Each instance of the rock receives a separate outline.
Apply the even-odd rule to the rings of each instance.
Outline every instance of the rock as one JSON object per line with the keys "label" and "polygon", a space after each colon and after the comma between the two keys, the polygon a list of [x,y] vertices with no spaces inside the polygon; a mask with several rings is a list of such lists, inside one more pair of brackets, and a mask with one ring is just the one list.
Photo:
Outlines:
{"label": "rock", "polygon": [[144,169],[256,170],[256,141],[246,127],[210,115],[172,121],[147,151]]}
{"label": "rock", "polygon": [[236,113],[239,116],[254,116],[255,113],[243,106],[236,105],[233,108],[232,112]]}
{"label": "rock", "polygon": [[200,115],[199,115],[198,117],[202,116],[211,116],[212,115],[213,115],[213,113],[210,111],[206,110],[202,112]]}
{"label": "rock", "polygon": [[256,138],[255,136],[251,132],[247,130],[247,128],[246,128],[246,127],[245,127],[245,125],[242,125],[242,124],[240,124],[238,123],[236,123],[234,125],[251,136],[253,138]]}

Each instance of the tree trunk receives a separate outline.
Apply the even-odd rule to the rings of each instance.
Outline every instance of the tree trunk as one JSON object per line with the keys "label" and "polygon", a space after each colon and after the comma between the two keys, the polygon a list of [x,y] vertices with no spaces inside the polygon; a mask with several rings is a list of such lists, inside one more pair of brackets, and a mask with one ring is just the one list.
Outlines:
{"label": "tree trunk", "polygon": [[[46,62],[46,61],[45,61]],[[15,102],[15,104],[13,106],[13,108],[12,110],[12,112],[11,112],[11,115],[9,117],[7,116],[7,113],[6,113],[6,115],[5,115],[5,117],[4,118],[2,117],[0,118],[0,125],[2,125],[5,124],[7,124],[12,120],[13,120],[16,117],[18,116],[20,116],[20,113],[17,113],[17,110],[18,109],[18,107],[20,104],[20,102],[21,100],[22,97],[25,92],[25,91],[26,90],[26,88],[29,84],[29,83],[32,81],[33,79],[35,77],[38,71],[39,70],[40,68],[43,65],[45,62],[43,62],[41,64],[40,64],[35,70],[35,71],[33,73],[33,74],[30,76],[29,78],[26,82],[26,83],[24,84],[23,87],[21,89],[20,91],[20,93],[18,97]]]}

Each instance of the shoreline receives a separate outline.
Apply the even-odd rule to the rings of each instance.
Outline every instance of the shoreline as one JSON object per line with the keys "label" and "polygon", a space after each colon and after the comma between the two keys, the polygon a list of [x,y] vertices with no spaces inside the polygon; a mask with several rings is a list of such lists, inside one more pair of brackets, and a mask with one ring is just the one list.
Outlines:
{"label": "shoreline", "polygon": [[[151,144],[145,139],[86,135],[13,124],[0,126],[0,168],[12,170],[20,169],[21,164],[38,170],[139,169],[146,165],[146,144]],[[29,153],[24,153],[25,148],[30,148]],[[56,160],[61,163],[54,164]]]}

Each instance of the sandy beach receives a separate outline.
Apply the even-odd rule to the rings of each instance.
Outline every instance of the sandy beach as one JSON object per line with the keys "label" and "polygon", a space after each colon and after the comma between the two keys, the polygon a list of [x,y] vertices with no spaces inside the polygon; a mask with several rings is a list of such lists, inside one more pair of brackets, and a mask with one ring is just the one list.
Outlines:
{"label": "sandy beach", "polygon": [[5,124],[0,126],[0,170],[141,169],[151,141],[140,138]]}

○ ○ ○

_GOAL OF THE EXERCISE_
Rewrite the lines from the one containing "Each instance of the sandy" through the final line, both ends included, and reproduce each one, requests too. In the outlines, multiply every polygon vertex coordinate by 2.05 and round to the nearest whole number, rounding halves up.

_EXERCISE OUTPUT_
Each instance of the sandy beach receives a separate outline.
Apply the even-odd rule to the rings of each instance.
Outline every instance of the sandy beach as one JSON object per line with the keys "label" and "polygon", a space after each colon and after the comma between the two keys, the polygon a list of [x,y] vertices with no spaces inside the polygon; a mask with several rings is a list of such lists, inside one more pair of brackets, and a mask with one ring is just the one list.
Outlines:
{"label": "sandy beach", "polygon": [[10,254],[0,258],[0,349],[289,346],[310,289],[287,283]]}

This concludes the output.